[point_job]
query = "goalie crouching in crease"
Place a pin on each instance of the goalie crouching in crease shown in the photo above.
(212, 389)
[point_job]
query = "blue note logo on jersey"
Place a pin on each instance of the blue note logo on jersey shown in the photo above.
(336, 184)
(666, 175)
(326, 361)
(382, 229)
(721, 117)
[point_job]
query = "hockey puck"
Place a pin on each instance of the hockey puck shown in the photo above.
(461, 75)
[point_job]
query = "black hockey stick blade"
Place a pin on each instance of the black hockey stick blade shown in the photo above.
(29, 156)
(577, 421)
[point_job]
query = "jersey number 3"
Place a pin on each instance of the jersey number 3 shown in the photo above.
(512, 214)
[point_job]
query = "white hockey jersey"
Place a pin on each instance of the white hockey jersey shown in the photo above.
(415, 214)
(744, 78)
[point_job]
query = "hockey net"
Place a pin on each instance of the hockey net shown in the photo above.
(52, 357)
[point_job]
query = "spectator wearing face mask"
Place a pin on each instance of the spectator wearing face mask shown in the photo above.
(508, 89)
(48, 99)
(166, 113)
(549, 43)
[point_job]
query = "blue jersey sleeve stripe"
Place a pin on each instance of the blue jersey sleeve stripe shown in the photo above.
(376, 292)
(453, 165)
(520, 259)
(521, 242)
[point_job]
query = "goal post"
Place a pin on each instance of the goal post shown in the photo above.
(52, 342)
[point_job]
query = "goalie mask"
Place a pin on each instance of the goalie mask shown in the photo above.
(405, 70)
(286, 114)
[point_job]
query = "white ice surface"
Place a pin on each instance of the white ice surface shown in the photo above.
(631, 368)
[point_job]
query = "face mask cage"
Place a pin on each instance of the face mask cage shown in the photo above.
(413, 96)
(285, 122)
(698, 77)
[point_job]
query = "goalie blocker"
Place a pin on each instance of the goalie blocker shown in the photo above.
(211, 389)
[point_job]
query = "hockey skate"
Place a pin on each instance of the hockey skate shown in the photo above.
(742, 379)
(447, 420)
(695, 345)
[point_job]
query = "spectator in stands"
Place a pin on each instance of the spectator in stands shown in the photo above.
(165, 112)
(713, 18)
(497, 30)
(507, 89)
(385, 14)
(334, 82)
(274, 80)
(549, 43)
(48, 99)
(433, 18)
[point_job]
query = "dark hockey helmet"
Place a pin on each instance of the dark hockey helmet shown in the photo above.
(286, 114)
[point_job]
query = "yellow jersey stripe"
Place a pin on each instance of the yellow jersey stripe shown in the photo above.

────

WORK ITEM: Wherever the word "yellow" turns up in the records above, copy the line that holds it.

SOLUTION:
query = "yellow jersey stripe"
Place a pin on each instance of the yellow jersey stripe shown in the photo above.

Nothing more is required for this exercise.